** BEGIN Items **
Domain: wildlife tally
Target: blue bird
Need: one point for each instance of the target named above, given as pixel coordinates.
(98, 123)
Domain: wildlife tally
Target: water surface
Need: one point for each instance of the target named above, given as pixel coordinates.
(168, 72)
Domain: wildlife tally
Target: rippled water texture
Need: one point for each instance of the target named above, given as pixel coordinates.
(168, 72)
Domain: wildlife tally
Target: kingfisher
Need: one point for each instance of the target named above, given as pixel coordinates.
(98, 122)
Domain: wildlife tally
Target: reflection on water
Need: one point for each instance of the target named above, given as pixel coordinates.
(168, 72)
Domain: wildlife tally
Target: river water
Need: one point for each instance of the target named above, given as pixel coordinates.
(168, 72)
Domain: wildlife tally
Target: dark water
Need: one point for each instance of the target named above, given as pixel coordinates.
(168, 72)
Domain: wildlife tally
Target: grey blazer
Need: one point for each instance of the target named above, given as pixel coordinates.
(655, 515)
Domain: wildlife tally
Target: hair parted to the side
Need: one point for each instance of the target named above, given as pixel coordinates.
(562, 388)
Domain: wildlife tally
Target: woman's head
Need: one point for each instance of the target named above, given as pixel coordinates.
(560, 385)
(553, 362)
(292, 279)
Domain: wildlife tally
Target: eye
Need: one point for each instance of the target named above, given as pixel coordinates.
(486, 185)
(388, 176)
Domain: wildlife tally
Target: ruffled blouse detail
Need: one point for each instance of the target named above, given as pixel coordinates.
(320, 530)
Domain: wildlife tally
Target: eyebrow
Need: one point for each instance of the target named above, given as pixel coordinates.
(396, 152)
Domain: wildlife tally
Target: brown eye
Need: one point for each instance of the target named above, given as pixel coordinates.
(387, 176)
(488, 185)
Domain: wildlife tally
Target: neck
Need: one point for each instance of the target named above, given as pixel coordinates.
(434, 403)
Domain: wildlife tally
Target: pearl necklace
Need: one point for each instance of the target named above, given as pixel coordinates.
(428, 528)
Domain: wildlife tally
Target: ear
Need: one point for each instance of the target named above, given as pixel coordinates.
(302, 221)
** END Items **
* [Instruction]: Nothing in the listing may be changed; retype it all exactly.

* [Exercise solution]:
Domain: wildlife tally
Target: blue bird
Need: one point for each instance of the target named above, given as pixel coordinates.
(98, 123)
Domain: wildlife tally
Target: water surface
Need: one point for each instance of the target named above, given as pixel coordinates.
(168, 72)
Domain: wildlife tally
Target: rippled water texture
Need: one point for each instance of the target named above, given as pixel coordinates.
(168, 72)
Domain: wildlife tally
Target: kingfisher
Need: one point for each instance of the target named above, given as pixel coordinates.
(98, 122)
Domain: wildlife tally
Target: reflection on water
Need: one point for each instance of the target named above, given as pixel coordinates.
(168, 72)
Domain: wildlife tally
Target: river water
Need: one point for each instance of the target named above, given as pixel coordinates.
(168, 72)
Domain: wildlife tally
Target: dark water
Need: one point for each instance of the target named above, given as pixel coordinates.
(168, 72)
Domain: wildlife tally
Target: grey blazer
Need: one point for each instance of the target named above, given as pixel coordinates.
(655, 515)
Domain: wildlife tally
Target: hair parted to the side
Need: one point for each instance of the target named above, given as pixel coordinates.
(562, 388)
Domain: wildlife tally
Target: woman's head
Need: one point for each instance of the target named above, given as pixel coordinates.
(560, 385)
(553, 362)
(292, 279)
Domain: wildlife tally
Target: eye
Need: one point for each instance of the target named above, given as pixel coordinates.
(486, 185)
(388, 176)
Domain: wildlife tally
Target: ruffled blouse detail
Need: one point for each instance of the target named above, given as pixel coordinates.
(320, 530)
Domain: wildlife tally
Target: eyebrow
Need: one point for each instance of the target named above, given as pixel coordinates.
(396, 152)
Domain: wildlife tally
Target: brown eye
Need: one point for each instance of the target named above, given as pixel coordinates.
(387, 176)
(488, 185)
Domain: wildlife tally
Target: neck
Need: one point for each instance of the target named above, given as pixel coordinates.
(434, 403)
Domain: wildlife tally
Target: pearl necklace
Need: one point for each instance of the target named above, given as pixel coordinates.
(428, 528)
Domain: wildlife tally
Target: ear
Need: one point for each instance of the target named above, given as pixel coordinates.
(302, 221)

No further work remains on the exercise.